* **PROBLEM REQUIREMENTS**
Filter these entries, keeping only lines that hold the word "gray".

------------------------------------------------------------------------

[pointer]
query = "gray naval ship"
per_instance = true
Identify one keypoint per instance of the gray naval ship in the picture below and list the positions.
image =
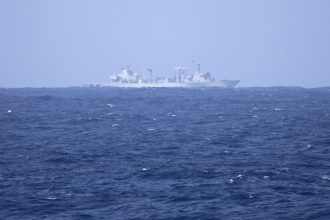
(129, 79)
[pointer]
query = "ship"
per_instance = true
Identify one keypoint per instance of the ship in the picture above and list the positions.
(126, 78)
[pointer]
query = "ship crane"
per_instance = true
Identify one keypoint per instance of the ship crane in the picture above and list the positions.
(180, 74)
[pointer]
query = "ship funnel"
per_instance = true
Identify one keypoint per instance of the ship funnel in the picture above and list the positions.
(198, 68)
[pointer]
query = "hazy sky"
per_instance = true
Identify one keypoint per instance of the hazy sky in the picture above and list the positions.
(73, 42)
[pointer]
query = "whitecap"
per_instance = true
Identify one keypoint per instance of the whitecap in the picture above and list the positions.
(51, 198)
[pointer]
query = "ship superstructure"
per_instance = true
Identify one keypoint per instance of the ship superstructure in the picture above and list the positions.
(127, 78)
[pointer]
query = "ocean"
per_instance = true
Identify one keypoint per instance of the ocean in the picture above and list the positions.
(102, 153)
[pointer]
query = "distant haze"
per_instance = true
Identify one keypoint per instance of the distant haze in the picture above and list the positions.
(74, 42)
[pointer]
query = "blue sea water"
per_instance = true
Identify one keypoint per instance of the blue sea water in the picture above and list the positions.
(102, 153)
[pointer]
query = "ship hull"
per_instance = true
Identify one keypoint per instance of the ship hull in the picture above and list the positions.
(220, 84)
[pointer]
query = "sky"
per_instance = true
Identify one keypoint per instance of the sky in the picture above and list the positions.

------------------------------------------------------------------------

* **COMPLETED EXERCISE**
query = "gray naval ship"
Identify one keypoint per instance of the gray naval ship in the picture below and list the positions.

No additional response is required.